## Soal 1
Menurut berita sidang sengketa Pilkada Jatim, pukul berapa putusan perkara itu selesai diucapkan?
## Soal 2
Siapa saja Hakim Konstitusi yang menetapkan putusan dalam berita sidang sengketa Pilkada Jatim? Sebutkan semuanya.

## Teks Dokumen
● ● ● ●
Jakarta-(satujurnal.com)
Majelis Hakim Mahkamah Konstitusi (MK) menolak seluruh gugatan pasangan calon gubernur Jawa Timur, Khofifah Indar Parawansa-Herman Sumawiredja (Berkah) terhadap KPU Jawa Timur dan pasangan Petahanah Soekarwo-Syaifullah Yusuf (KarSa) dalam sidang sengketa Pilkada Jatim di ruang sidang Pleno MK, Senin (7/10/2013).
Termaktub dalam amar putusan perkara Nomor 117/PHPU.D-XI/2013, menolak permohonan pasangan Berkah untuk seluruhnya. Putusan ditetapkan dalam dalam Rapat Permusyawaratan Hakim oleh delapan Hakim Konstitusi yaitu Hamdan Zoelva, selaku Ketua merangkap Anggota, Maria Farida Indrati, Anwar Usman, Muhammad Alim, Arief Hidayat, Harjono, Ahmad Fadlil Sumadi, dan Patrialis Akbar, masing-masing sebagai anggota, pada hari Kamis, 3 Oktober 2013, dan diucapkan dalam sidang pleno Mahkamah Konstitusi terbuka untuk umum pada hari Senin, 7 Oktober 2013, selesai diucapkan pukul 16.43 WIB, oleh delapan Hakim Konstitusi yaitu, Hamdan Zoelva, selaku Ketua merangkap Anggota, Maria Farida Indrati, Anwar Usman, Muhammad Alim, Arief Hidayat, Harjono, Ahmad Fadlil Sumadi, dan Patrialis Akbar, masing-masing sebagai anggota, dengan didampingi oleh Ida Ria Tambunan dan Achmad Edi Subiyanto sebagai Panitera Pengganti, serta dihadiri oleh pasangan Berkah dan kuasanya, KPU Jatim dan kuasanya, dan Pihak Terkait, KarSa dan kuasanya
Ketua Majelis Hakim Hamdan Zoelvah menggantikan posisi yang sebelumnya dipegang Akil Mochtar yang kini menjadi tahanan KPK atas dugaan kasus suap pilkada Gunung Mas, Kalimantan Tengah.
● ● ● ●
## Data yang Diberikan

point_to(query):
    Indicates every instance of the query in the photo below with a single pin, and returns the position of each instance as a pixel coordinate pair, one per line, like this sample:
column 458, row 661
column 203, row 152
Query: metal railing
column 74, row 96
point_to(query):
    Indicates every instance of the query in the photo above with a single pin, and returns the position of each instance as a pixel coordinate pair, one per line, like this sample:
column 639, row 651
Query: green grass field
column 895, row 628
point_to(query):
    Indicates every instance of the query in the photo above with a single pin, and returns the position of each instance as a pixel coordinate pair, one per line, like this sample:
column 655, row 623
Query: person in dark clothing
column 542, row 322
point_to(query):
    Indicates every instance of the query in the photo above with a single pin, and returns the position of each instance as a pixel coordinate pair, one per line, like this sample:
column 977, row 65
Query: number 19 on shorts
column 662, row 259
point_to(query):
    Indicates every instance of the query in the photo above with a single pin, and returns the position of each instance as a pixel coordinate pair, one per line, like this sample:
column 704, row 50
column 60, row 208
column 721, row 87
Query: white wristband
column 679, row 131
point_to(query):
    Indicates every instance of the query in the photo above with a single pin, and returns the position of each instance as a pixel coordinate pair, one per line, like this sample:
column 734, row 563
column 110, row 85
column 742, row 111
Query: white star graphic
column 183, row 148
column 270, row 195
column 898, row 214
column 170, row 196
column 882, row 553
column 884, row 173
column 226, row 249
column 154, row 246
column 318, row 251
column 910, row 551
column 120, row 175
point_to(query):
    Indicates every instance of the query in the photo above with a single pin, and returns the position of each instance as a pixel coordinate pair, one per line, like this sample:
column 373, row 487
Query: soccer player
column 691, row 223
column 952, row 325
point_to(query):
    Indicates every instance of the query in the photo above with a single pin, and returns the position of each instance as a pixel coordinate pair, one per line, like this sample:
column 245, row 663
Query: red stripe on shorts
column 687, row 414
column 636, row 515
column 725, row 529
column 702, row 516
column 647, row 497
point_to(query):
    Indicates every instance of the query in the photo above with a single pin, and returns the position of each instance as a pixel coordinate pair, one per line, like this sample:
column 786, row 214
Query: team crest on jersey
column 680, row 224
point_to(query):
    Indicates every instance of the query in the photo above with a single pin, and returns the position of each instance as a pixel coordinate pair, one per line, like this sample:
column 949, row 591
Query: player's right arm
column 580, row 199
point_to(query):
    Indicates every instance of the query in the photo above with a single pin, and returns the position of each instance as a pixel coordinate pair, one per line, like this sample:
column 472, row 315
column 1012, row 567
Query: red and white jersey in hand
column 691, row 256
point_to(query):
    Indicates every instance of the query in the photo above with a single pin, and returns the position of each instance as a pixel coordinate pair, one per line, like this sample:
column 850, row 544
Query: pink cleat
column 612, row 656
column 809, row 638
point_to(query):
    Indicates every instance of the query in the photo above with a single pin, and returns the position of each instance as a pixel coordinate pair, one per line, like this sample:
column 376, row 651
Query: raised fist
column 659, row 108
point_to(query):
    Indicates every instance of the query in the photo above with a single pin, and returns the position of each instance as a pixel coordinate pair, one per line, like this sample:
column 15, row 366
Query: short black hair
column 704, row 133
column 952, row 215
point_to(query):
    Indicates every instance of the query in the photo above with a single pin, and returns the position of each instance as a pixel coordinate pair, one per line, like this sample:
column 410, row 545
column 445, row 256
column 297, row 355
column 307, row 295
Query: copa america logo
● ● ● ●
## Jawaban 1
Pukul 16.43 WIB.

## Jawaban 2
Hamdan Zoelva, Maria Farida Indrati, Anwar Usman, Muhammad Alim, Arief Hidayat, Harjono, Ahmad Fadlil Sumadi, dan Patrialis Akbar.